Directions:
A: According to the essay on pre-millennial dance shows, what possible reasons does the writer give for finding those shows unnerving? Answer in one to three sentences.
B: In the essay on pre-millennial dance shows, what comparison illustrates the "darkly awkward" quality of the shows?

The World Still Needs The Grind, or Why Pre-Millennial Dance Shows Were A Weird Kind Of Spiritual Experience For Me.
Those pre-millennial dance shows: there seems something slightly sinister (or maybe just lightly unnerving) about them now.
At least to me.
At least after thinking about them over the past few weeks. Something sinister, something darkly awkward (like Patrick Swayze in Donnie Darko) – especially the Club MTV era and the holdover of its aesthetic during the first years of The Grind. The shift of musical genre from hip-hop/pop to EDM, yet a set that changed very little of the warehouse ambience of its 80s predecessor.
Maybe I feel this way because it reminds me of a scene from American Psycho? Maybe the aggressive thrusts of men in parachute pants is off-setting to me for some reason yet-to-be uncovered by my therapist? Or maybe it’s because the whole set-up seemed like the desperate attempts of some Dionysian muse or god to hold onto whatever bacchanalia original produced this whole mess. Whatever spirit was appeased saw that the time of choreographed team dancing, random outbursts of breakdancing and high-waist jeans and fly boys and girls wearing pajamas pants and tops was reaching its end.

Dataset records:

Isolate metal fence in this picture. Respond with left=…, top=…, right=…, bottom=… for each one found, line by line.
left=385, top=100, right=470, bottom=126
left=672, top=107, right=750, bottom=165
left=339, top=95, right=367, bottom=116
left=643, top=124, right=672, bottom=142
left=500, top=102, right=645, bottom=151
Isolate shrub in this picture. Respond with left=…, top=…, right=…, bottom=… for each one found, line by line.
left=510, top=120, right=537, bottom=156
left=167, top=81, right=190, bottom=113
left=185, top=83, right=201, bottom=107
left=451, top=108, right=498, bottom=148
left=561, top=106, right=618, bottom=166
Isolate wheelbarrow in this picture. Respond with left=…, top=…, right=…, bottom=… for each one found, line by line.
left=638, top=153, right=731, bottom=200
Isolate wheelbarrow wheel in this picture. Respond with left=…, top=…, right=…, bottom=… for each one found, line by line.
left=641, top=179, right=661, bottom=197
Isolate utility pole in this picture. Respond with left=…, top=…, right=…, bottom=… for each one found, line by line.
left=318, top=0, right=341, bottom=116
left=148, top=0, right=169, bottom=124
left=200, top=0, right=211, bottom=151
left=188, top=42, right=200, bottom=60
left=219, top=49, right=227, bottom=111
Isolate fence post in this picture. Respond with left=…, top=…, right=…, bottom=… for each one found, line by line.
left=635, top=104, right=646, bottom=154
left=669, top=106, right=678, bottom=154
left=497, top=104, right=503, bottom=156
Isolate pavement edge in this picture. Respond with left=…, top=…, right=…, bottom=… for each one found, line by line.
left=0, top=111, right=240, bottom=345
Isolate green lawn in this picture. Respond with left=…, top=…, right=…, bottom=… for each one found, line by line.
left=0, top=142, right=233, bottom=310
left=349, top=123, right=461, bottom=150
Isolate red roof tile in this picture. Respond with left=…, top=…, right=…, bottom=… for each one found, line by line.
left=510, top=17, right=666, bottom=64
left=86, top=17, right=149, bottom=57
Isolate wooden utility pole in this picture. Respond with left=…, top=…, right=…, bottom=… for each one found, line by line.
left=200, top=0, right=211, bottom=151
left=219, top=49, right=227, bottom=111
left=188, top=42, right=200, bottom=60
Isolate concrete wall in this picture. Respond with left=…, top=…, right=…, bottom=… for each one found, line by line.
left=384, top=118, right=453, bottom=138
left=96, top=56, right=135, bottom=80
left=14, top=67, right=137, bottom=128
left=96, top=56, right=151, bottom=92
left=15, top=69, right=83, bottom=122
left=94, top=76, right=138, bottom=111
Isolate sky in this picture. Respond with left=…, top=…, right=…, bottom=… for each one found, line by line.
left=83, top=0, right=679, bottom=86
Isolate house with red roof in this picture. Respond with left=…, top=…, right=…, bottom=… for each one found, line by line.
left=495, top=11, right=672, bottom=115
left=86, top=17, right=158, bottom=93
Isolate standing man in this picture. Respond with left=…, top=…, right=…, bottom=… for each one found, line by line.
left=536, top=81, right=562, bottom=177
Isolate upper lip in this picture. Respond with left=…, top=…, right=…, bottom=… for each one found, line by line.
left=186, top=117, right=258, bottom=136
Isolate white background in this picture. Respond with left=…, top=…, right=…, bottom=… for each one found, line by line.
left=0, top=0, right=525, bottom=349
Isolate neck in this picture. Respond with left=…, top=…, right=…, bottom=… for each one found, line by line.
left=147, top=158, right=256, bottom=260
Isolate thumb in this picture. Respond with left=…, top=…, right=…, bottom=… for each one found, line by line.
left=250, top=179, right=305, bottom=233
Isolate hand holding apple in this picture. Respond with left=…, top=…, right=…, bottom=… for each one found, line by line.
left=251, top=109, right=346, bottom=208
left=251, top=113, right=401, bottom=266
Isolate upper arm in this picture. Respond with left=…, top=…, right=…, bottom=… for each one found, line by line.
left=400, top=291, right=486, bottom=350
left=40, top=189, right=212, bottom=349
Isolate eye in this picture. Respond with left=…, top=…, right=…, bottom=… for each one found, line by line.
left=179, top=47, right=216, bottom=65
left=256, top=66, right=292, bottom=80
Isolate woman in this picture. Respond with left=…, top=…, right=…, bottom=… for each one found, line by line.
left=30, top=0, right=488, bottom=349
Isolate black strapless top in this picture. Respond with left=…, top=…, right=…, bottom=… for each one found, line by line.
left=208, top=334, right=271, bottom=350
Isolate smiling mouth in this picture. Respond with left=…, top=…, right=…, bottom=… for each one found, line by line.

Problem solutions:
A: The writer wonders whether the shows recall a scene from American Psycho, or whether the aggressive thrusts of men in parachute pants are off-putting for a reason not yet uncovered in therapy. Another possibility is that the whole set-up looked like a Dionysian muse or god desperately trying to hold onto the bacchanalia that first produced it.

B: Patrick Swayze in Donnie Darko.